Records provided:
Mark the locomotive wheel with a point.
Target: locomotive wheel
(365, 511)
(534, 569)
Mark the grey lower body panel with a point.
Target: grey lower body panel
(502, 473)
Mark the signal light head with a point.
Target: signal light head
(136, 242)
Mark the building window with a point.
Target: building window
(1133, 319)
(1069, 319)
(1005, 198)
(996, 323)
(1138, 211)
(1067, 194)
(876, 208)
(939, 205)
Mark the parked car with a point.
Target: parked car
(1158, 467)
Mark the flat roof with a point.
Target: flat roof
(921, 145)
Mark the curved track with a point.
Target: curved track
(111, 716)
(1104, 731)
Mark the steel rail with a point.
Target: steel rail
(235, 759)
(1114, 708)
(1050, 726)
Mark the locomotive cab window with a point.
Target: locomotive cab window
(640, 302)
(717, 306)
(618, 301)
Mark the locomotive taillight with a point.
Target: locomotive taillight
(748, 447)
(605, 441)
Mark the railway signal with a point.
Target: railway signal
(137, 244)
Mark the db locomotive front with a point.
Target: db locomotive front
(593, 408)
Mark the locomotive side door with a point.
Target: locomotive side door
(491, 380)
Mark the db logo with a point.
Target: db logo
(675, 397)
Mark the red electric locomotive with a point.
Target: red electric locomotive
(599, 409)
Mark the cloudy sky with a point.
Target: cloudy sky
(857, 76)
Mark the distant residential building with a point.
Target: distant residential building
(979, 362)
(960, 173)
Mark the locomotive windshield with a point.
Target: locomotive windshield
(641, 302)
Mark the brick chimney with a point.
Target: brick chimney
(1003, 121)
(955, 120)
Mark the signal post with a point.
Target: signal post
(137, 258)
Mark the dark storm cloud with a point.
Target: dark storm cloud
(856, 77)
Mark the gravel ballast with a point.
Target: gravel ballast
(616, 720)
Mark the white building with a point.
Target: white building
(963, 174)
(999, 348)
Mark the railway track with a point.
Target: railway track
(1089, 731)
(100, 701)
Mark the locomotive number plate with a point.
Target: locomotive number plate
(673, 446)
---
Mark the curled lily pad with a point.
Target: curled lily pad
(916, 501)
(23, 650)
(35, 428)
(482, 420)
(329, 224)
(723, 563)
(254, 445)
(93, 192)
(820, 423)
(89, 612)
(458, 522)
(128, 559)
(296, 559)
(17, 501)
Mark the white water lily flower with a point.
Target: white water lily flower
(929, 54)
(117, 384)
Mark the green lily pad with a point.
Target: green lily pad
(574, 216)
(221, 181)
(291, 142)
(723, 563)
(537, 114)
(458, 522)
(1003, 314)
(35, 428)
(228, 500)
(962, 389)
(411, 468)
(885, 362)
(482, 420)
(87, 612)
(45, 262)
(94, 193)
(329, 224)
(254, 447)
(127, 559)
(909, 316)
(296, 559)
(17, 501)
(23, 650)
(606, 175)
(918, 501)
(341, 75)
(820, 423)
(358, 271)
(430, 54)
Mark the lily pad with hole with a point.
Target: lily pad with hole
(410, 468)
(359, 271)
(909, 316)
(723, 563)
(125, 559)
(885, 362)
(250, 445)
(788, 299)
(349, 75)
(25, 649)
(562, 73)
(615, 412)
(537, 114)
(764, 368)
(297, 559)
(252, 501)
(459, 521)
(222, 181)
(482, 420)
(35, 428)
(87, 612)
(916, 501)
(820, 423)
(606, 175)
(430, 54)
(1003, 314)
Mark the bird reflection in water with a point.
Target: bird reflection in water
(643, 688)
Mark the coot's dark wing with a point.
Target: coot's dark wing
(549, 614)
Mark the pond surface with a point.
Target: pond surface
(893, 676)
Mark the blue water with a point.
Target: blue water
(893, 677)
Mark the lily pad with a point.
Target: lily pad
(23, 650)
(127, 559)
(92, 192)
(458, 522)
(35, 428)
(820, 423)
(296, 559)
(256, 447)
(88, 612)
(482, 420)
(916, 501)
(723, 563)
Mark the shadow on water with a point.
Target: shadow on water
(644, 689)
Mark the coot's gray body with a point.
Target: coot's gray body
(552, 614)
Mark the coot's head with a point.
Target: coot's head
* * *
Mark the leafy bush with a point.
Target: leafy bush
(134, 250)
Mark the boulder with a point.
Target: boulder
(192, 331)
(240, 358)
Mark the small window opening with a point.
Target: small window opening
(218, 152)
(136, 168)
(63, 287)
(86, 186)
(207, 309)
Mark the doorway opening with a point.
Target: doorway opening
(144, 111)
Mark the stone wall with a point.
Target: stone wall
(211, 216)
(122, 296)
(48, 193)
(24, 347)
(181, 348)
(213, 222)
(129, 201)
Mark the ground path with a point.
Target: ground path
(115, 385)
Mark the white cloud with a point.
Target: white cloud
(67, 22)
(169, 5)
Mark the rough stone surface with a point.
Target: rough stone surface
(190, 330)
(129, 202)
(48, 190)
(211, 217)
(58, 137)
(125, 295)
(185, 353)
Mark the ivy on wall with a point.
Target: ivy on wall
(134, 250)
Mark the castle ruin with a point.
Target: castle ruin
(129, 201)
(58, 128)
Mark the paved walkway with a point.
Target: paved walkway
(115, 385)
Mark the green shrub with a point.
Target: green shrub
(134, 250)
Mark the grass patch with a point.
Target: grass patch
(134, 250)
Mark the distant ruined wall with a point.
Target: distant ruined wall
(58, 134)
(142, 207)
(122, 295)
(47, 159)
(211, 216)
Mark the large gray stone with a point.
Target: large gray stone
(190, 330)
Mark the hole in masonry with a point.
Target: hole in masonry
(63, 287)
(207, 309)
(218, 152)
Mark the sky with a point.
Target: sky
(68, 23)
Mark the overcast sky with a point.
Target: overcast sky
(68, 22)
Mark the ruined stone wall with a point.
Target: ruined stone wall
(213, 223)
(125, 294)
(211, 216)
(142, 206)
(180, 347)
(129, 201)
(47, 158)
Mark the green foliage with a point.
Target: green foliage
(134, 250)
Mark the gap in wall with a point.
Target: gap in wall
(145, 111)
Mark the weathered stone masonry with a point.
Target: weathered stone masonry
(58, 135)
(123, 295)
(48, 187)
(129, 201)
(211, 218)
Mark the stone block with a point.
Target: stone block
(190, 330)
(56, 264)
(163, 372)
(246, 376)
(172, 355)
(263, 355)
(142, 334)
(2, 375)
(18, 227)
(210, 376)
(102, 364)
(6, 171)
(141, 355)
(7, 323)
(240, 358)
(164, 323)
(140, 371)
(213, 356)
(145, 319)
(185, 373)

Task prompt: List every line in the material above that contains the word "distant". Matches must have the same uppercase and lowercase letters.

Response:
Mark the distant residential building with a point.
Target: distant residential building
Mark the distant ruined wall with a point.
Target: distant ruined wall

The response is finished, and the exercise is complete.